● Task item A
In the spring training article, give the passage from "Angels outfielder Bobby" to "Mike Scioscia said." again, swapping "reliever" for "pitcher".
● Task item B
According to the spring training article, how old is Jason Isringhausen?
● Task item C
Write the next part of the spring training article, picking up after its final sentence.

Angels outfielder Bobby Abreu has struggled this spring. (Kevork Djansezian / Getty…)
SCOTTSDALE, Ariz. — The dog days of a baseball season aren't confined to August. They can also hit in late March, when many veterans tire of the Groundhog Day-like tedium of spring training and are itching for the regular season to start.
"When the lights go on, everything changes," said Jason Isringhausen, a 39-year-old reliever in camp with the Angels. "The adrenaline kicks back in, and it's go time. It's fun again. Things are a little monotonous now. Everyone is physically ready to go. You want the season to start."
Not so fast, Manager Mike Scioscia said.
"The tendency might be to think, 'Let's get the season started,' but we're still tightening things up like right-side defense, pitcher-catcher relationship, things that are important to us winning games," Scioscia said before the Angels' 5-3 exhibition win over the San Francisco Giants on Tuesday in Scottsdale Stadium.

● Natural-language object grounding data
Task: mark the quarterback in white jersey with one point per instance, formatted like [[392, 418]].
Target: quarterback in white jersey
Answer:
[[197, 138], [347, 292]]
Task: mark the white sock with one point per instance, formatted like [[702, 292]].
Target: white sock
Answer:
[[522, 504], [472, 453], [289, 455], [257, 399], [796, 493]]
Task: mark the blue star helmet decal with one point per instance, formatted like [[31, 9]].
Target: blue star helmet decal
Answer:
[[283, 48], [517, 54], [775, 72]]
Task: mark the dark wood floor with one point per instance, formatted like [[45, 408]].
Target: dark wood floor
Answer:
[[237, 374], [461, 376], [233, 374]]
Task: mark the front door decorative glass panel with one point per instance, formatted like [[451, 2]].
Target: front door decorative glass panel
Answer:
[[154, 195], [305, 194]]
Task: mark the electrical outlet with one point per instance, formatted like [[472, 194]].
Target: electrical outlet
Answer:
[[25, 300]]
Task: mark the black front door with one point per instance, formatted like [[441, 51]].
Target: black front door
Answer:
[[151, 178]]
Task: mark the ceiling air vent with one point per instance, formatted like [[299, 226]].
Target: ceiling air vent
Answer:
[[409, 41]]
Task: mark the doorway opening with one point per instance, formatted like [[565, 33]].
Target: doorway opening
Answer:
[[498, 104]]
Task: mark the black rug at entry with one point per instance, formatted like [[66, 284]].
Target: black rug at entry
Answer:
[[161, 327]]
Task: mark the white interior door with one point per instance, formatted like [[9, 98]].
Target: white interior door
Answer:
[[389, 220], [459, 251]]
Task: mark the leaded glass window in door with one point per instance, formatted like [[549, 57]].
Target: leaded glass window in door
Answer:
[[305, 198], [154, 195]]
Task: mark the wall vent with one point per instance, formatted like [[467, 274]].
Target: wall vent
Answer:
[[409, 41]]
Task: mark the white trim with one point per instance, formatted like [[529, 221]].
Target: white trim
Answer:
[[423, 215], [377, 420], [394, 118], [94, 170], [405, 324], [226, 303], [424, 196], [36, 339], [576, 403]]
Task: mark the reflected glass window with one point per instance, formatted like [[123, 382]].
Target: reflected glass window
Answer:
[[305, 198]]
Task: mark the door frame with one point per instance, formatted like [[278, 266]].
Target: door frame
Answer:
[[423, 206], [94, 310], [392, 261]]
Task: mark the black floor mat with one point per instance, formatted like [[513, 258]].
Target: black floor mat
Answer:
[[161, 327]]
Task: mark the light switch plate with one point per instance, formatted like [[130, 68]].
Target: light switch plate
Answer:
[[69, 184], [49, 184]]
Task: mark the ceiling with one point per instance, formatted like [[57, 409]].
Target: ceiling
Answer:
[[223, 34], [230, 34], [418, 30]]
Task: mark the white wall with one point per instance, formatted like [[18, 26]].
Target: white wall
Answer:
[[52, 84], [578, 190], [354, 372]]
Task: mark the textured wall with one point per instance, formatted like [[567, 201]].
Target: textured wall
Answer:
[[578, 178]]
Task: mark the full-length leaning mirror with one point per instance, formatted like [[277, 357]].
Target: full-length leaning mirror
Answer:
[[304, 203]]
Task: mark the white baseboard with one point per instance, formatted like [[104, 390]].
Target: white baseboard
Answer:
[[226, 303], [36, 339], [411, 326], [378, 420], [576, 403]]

● Output A
Angels outfielder Bobby Abreu has struggled this spring. (Kevork Djansezian / Getty…)
SCOTTSDALE, Ariz. — The dog days of a baseball season aren't confined to August. They can also hit in late March, when many veterans tire of the Groundhog Day-like tedium of spring training and are itching for the regular season to start.
"When the lights go on, everything changes," said Jason Isringhausen, a 39-year-old pitcher in camp with the Angels. "The adrenaline kicks back in, and it's go time. It's fun again. Things are a little monotonous now. Everyone is physically ready to go. You want the season to start."
Not so fast, Manager Mike Scioscia said.

● Output B
He is 39 years old.

● Output C
"You have to let that process play out. You can't skip any steps. We have [five] days left in Arizona. This is an important week for us as a team and for some individuals in that room."
Especially for players such as Isringhausen, Bobby Abreu and Kendrys Morales.
Isringhausen was considered a lock to make the team early in camp, but a 9.82 earned-run average and some command problems in his first four games have put him on somewhat shaky ground. He'll try to right himself pitching Wednesday and Thursday.
"When my mechanics are good, everything feels effortless, but right now I feel like I'm throwing a weighted ball," Isringhausen said. "I have another week and a half to iron it out."
Isringhausen is focused on quieting his hands and getting his legs and upper body in sync. His velocity is fine, and his arm feels good.
"I need to get to the point where I'm not thinking about mechanics, just about executing," Isringhausen said. "Don't think, just throw."
Abreu needs to hit, and soon. The disgruntled outfielder flied out, grounded out and walked against Giants ace Tim Lincecum, his average falling to .095 (four for 42).
The Angels tried to appease Abreu, 38, in February by assuring him he'd get 400 plate appearances this season, but his role appears to be shrinking with every weak at-bat, and the Angels may have no choice but to release him and swallow his $9-million contract.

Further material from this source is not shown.